Directions for this task: Below are some records: retype them all exactly, but not the pictures.

Material for the task:
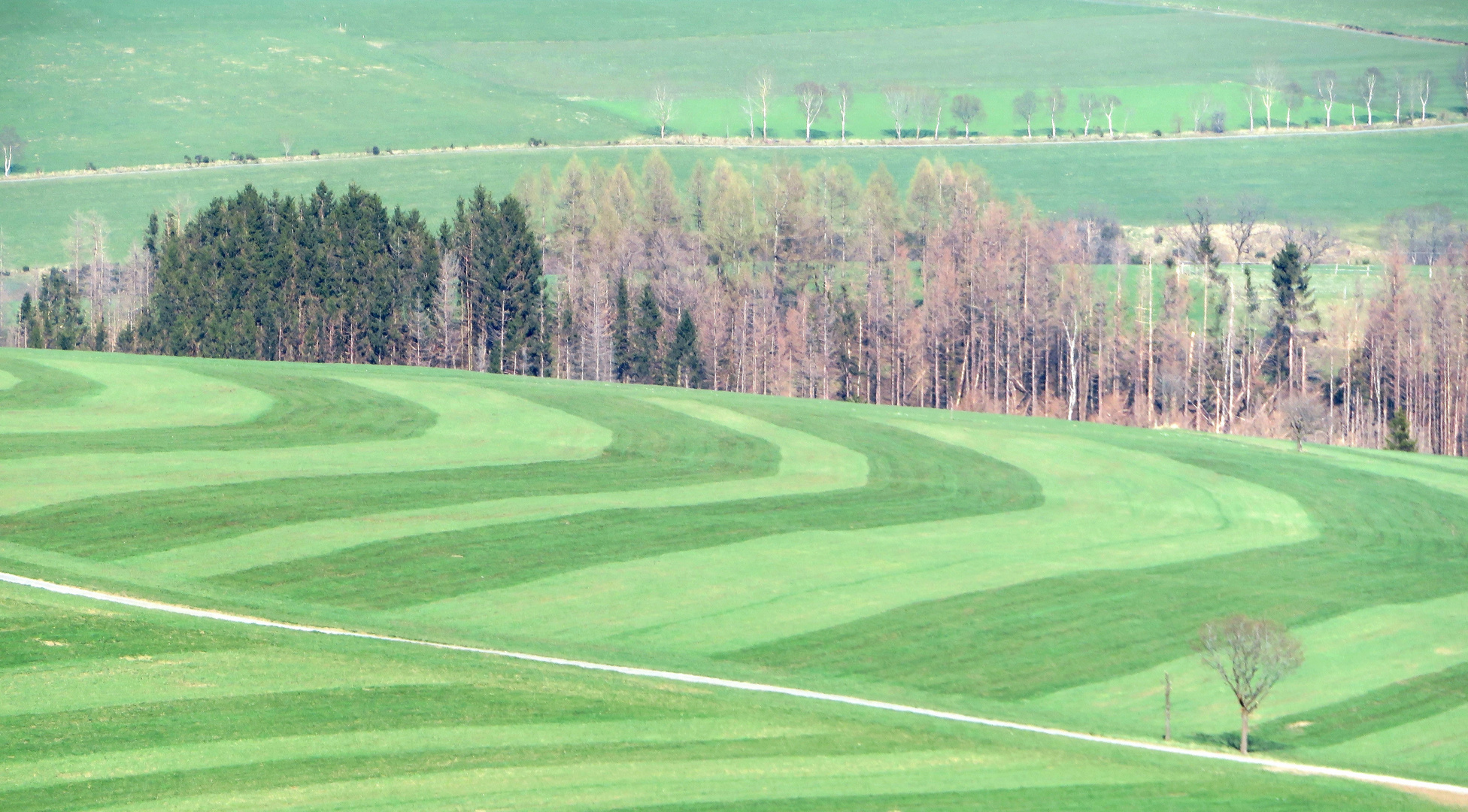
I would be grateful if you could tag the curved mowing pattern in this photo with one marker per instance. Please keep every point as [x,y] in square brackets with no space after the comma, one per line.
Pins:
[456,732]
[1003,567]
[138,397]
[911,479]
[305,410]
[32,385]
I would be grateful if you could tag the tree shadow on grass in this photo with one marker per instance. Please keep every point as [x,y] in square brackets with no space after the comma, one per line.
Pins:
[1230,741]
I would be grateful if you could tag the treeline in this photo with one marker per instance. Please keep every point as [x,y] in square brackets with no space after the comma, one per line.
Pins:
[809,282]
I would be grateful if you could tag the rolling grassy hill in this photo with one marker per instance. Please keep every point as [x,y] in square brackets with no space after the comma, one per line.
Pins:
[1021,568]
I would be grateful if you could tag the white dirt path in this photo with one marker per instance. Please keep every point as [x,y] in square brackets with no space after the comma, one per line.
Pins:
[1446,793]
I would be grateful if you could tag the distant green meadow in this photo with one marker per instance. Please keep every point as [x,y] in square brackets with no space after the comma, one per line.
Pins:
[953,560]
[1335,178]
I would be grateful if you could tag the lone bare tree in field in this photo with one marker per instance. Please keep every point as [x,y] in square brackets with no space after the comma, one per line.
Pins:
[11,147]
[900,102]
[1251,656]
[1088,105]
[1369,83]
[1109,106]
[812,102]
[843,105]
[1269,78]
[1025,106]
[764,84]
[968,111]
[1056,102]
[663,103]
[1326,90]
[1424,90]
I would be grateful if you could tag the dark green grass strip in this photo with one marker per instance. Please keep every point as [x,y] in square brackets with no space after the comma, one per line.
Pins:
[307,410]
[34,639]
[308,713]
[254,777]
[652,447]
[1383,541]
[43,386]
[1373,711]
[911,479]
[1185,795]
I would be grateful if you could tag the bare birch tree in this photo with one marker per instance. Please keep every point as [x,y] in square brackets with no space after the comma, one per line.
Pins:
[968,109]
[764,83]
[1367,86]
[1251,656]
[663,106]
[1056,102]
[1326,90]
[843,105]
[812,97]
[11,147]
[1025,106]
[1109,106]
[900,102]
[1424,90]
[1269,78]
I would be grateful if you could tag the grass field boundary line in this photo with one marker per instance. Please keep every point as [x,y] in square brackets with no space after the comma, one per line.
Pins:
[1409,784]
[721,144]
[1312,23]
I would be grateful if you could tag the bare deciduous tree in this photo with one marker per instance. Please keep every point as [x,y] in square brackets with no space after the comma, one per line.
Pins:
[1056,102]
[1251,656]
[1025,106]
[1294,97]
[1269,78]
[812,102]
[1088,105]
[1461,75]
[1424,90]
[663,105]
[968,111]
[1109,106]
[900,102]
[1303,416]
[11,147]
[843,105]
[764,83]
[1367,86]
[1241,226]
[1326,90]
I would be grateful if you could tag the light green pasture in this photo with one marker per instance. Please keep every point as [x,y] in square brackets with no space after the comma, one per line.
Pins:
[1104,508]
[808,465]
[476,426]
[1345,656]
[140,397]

Output of the exercise:
I would be grateful if you could tag the curved mowing pattern in this photo with one marker per instance. Please keep every point as [x,y] in square brackets with no space after the comma, one per line.
Pins:
[456,732]
[1003,567]
[138,397]
[911,479]
[305,410]
[32,385]
I would be grateful if you could tag the tree shadow on grass in this photo with one marker per instance. Please keep every point as [x,y] in square brackets with no space after the comma, one per line.
Pins:
[1230,741]
I would be grateful if you could tag the treeline in this photo with one marker per instance. Please keep every point as [x,y] in square brackets with no space after the comma, one per line.
Pins:
[809,282]
I would be grateful if you could tag the rolling grassy hill in this photo with one marker per instance. Please keep every point as [x,y] in square brackets with no space after the comma, one per line.
Pins:
[1021,568]
I would be grateful if you could tag the white dirt path in this photo with one marker per instance. Please keep every point as [x,y] in square brackets with no space after the comma, one per line.
Pins:
[1446,793]
I would be grateful if you could tag the distant green meadow in this photo with one marker per instance. Please keep every point as [x,y] in square brackets with no space after the comma, one per line.
Pins:
[953,560]
[1335,178]
I would be grateful if you could tag the lone bare tree in field in this photo with one marker per instance. Please keep every point as [x,y] in square brackets with no space after the comma, one per line.
Pins:
[11,147]
[900,102]
[1251,656]
[1088,105]
[1369,83]
[1109,106]
[812,102]
[843,105]
[1269,78]
[1025,106]
[764,84]
[968,111]
[1056,102]
[663,103]
[1326,90]
[1424,90]
I would be grateful if you could tag the dark green grass strip in this photo with one marker per instance. Please keep every point as [x,y] in square brackets with no space after the comma, one per line.
Pins:
[307,410]
[34,639]
[308,713]
[254,777]
[652,447]
[1383,541]
[43,386]
[1373,711]
[911,479]
[1185,795]
I would be grateful if you could tag the bare birch tree in this photo with one marker per instance. Please keep every point as [x,y] in square brackets with no space after the comma, one per line.
Pins:
[968,109]
[764,83]
[1367,86]
[1251,656]
[663,106]
[1056,102]
[1326,90]
[843,105]
[812,97]
[11,147]
[1025,106]
[1109,106]
[900,102]
[1424,90]
[1269,78]
I would be grateful if you could tag the grass field boundary line in this photo with one marker per instance. Please keep every point as [x,y] in square brackets with no space after the comma, one per line.
Pins:
[1409,784]
[721,144]
[1312,23]
I would be grateful if you could tag the bare deciduous tree in this photo with one marker per instance. Please keep every point as [x,y] in square brackets with no space after the comma, one per line.
Pins:
[1056,102]
[1251,656]
[1025,106]
[1294,97]
[1269,78]
[812,102]
[1088,105]
[1461,75]
[1424,90]
[663,105]
[968,111]
[1109,106]
[900,102]
[1303,416]
[11,147]
[843,105]
[764,83]
[1367,86]
[1241,226]
[1326,90]
I would be grateful if you could tag the light green pasture in this photo with one marker per instance. Please keep every point as [x,y] in square brackets with no space after the comma, one per line.
Pins:
[1104,508]
[808,465]
[476,426]
[1345,656]
[140,397]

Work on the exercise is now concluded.